The paper represents a study of analyses obtained from 656 samples of contaminated crankcase-oil and states the results of cooperative research, the sponsors being the Society, the American Petroleum Institute, the National Automobile Chamber of Commerce, and the Bureau of Standards. Reliable information was sought regarding existent conditions throughout the Country and, since analyses of a large number of samples were a requisite, arrangements were made with service stations located at points representative of the Country's atmospheric and geographical conditions for the collection of samples of contaminated crankcase-oil, a uniform procedure calculated to assure accuracy of the results being enjoined. Each participating service station was requested to select 10 cars, all of the same make, to drain the oil and to refill with new oil. After the cars so prepared had run a distance equal to that commonly allowed for one filling of oil, the oil was to be withdrawn into a clean container immediately after stopping the engine. From this well-mixed crankcase-draining an 8-oz. sample was to be sent in a glass container to the Bureau of Standards for analysis. The trade names and the grade of new oil used were to be recorded in all cases.
Some of the influential factors that could not be controlled in a survey of this kind were the make of engine, the age and the condition of the engine, the service that a car was rendering, the care and attention that was given to the engine, and the quality of the lubricant. The statement is made that, in general, the number of samples so far analyzed is not large enough to permit the drawing of clearly definite conclusions and that, therefore, definite answers to some of the questions propounded by the Steering Committee cannot be given. But since much valuable information can be secured from the analyses made thus far, the data are presented so that this information may become available.
The method of analysis used by the Bureau of Standards is described and the data obtained from the 1925 and the 1926 surveys are explained. Subjects such as the pathology of the internal-combustion engine, tracing causes of contamination by ingredients found in the ash, and the influence of various factors on contamination are discussed. Other parts of the paper have to do with the grouping of samples according to iron oxide, the relation between silica and iron oxide, the effect of mileage on the silica-iron oxide relation, qualifications of the influence of mileage on contamination, and the effect of viscosity on the accumulation of iron oxide.
After making tabular diagnosis of some of the 1926 samples, the author outlines the effects of temperatures and explains the data showing that the silica content of the 1926 samples indicates little cause for wear. He discusses the effect of a high percentage of sulphur in the fuel, the significance of ash and the effect of air-cleaners and oil-filters. A comparison is made between the results of the 1925 and the 1926 surveys and the differences of dilution for the various groups of samples are analyzed. Factors influencing the accumulation of water are enumerated and the tabular data pertaining thereto are explained. In conclusion, the suggestion is made that the interpretation of the data obtained in this extensive survey can be elaborated, and that such elaboration be undertaken by universities.

◆ PROVIDED DATA ◆

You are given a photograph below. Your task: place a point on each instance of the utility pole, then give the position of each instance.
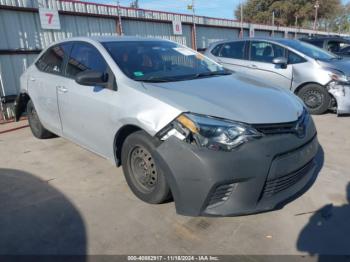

◆ TASK REQUIREMENTS ◆
According to the crankcase-oil survey summary, how large was the sample each service station sent to the Bureau of Standards, and in what kind of container?

◆ TASK RESPONSE ◆
An 8-oz. sample in a glass container.